(Stored data)
.....

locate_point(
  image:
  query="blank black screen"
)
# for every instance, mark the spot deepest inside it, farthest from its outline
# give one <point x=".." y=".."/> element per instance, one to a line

.....

#### [WHAT THIS TASK INVOLVES]
Restate the records above verbatim, omitting no line.

#### [TASK ANSWER]
locate_point(
  image:
  query="blank black screen"
)
# for every instance, mark the spot deepest inside it, farthest from its outline
# give one <point x=".." y=".."/> element per instance, one to a line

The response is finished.